Texto de estudio:
Pero, detrás de esto (un planeta más pequeño y una humanidad más cercana), y de la angustia general ocasionada ante una aceleración tecnológica de consecuencias amenazadoras, avanza implacable el proyecto ultratotalitario más feroz y sutil que hayamos conocido jamás: la globalización. Camuflada, se mimetiza con el cambio del que no puede atribuirse mérito alguno, y acecha y ataca mediante una supuesta lógica determinista. «Como yo soy “el Progreso”, quien se atreva a oponerse a mis designios es un populista, un deplorable, un miserable, un “ultráfobo” y un palurdo. Y, como también soy “la Cultura”, tú eres un gañán».

Me voy a detener, únicamente, y de forma breve, en cinco rasgos vomitivos de ese totalitarismo que está empeñado en arrancarnos el alma (si es que la tenemos):

1.º – El Gobierno mundial. El individuo no debe influir en nada; para ello, basta con “representarlo”, en escalones infinitos, por medio de organismos, supraorganismos, consejos y entes internacionales, hasta que todo se disuelva y la persona constituya, tan sólo, un recuerdo de mal gusto. ¡Eso sí! ¡Que vote de vez en cuando… al arcoiris!

Filas de datos:
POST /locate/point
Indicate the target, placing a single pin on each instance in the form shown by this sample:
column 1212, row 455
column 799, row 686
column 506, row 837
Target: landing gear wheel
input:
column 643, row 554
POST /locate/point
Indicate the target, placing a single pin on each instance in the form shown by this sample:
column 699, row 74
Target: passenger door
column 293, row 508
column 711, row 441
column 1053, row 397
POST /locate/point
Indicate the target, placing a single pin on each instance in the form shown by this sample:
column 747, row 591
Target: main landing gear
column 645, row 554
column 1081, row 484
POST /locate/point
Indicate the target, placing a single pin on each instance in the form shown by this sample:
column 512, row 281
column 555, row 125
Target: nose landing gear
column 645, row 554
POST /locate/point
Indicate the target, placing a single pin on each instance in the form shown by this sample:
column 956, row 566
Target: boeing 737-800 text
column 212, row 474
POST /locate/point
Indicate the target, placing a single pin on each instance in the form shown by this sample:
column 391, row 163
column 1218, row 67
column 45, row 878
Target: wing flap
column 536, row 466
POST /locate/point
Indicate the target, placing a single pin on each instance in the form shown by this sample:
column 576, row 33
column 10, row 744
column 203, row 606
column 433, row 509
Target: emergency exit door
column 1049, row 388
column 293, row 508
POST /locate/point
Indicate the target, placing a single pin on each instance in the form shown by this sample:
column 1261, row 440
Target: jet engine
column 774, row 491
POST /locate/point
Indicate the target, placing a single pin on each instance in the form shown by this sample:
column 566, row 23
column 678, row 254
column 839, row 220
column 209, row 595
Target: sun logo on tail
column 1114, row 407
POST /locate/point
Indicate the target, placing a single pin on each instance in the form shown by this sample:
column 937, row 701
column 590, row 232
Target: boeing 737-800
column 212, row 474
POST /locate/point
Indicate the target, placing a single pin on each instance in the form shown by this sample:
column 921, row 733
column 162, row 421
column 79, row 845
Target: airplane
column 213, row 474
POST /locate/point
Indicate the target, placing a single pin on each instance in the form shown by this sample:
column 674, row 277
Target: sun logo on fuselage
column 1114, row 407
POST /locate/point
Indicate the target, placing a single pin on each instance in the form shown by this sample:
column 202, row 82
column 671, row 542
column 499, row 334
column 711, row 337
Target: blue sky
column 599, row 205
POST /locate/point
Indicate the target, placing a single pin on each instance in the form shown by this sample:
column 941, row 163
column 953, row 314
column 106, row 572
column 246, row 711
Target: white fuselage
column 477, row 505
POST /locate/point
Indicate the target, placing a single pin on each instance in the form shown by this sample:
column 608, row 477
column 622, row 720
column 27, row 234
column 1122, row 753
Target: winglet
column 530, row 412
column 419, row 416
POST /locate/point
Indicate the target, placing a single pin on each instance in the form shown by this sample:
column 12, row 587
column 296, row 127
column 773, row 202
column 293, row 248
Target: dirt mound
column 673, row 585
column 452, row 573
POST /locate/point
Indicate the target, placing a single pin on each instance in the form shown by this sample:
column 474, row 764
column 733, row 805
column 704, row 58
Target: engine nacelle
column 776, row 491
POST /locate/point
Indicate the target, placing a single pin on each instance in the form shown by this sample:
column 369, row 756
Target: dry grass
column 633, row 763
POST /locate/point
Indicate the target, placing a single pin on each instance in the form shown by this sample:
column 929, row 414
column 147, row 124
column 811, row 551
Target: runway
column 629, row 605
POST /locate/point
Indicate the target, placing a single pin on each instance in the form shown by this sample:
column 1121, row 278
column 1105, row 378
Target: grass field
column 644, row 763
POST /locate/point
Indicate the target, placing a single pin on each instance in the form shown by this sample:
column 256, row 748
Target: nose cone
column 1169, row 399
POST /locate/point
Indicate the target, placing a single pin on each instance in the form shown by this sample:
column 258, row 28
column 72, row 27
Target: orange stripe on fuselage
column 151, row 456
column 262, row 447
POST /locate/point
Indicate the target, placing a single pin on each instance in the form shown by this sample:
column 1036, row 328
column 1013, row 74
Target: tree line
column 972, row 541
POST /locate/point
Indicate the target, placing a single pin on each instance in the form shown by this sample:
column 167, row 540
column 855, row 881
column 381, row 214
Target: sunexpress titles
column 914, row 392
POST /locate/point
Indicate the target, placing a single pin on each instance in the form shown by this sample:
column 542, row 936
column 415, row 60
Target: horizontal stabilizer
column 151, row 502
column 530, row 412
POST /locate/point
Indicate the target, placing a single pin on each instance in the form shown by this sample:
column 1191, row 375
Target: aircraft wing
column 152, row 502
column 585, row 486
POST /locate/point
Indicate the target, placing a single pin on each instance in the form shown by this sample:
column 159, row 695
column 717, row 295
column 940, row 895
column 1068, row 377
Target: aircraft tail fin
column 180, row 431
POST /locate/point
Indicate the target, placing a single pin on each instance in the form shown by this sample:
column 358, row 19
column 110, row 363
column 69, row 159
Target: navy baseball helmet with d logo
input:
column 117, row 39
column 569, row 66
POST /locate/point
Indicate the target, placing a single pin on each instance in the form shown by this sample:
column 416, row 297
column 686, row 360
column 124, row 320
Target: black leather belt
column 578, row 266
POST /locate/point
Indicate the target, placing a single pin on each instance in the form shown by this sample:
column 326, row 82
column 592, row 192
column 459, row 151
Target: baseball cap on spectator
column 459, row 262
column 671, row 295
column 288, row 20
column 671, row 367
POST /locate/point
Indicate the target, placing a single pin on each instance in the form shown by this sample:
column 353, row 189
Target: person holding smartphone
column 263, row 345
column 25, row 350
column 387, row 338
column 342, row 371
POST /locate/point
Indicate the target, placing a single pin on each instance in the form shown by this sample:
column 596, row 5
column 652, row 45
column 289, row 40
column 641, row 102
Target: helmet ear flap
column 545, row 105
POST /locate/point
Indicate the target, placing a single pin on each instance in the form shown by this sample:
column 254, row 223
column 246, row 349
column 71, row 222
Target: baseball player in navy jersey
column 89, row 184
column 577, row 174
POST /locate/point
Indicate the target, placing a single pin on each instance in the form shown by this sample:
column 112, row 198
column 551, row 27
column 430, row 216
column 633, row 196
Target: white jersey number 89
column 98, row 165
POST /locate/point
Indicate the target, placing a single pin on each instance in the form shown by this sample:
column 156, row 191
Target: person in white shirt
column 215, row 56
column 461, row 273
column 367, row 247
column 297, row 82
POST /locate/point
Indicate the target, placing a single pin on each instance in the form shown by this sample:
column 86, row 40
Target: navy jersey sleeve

Tarea A:
Responde a estas preguntas sobre el texto de la globalización:
(i) ¿Qué nombre da el texto al proyecto ultratotalitario que avanza detrás del planeta más pequeño?
(ii) ¿En cuántos rasgos de ese totalitarismo anuncia el texto que se va a detener?
(iii) ¿Cuál es el primero de esos rasgos?
Tarea B:
Según el texto sobre la globalización, ¿por qué se tacha de populista, deplorable y miserable a quien se oponga a sus designios? Explícalo en una a tres oraciones.
Tarea C:
Prosigue el texto sobre la globalización a partir de su última oración.

Espacio de respuesta A:
(i) La globalización.
(ii) En cinco.
(iii) El Gobierno mundial.

Espacio de respuesta B:
Se le tacha así porque la globalización se presenta como "el Progreso", y quien se opone a sus designios queda como enemigo de ese progreso. Por presentarse también como "la Cultura", llama gañán a quien la contradice.

Espacio de respuesta C:
2.º – El pienso para todos. Conscientes de las desigualdades que el comercio puede provocar entre las reses, conviene reducirlo al bacarrá financiero (reservado al poderoso) y, posteriormente, repartir algunos pānēs entre todos los demás, según convenga. Con unos requisitos hiperregulados (incumplibles, excepto por nosotros), con un acceso al crédito restringido a nuestros allegados y con unos salarios de supervivencia, nos queda, encima, el garrote de la deuda, para ahogar cualquier sollozo.

3º- El ganado igualitario. Los “ingenieros sociales” trabajan, incansables, para erradicar cualquier signo de identidad del individuo y prohibir cuanto pueda reforzar su ego. Un rebaño sin forma ni textura, sin orgullo y sin fe, sin género y sin creencia alguna… y un poquito alimentado.

4º- La oración del Sistema. Tras haberles sido regaladas las “grandes libertades”, véanse educación basura, sanidad veterinaria y pensiones miserables, las reses son conminadas a rezar diariamente el rosario laico de esta seudodemocracia. “Me avasallas por mi bien. Así tributo, así obedezco, así denuncio, así voto color salmón. ¡Viva “la Pepa”, que dice lo guay que soy!”.

5º- El Establo universal. Uno sólo para todos; patria única, sin lindes ni mapa alguno. El ganado se embarca allá donde haga falta, “aunque levante una polvareda”; se termina, así, con los cuentos ésos de credos pintorescos y danzas regionales. La rotación de poblaciones y cultivos es la mejor medicina para desorientar a los nostálgicos soberanistas.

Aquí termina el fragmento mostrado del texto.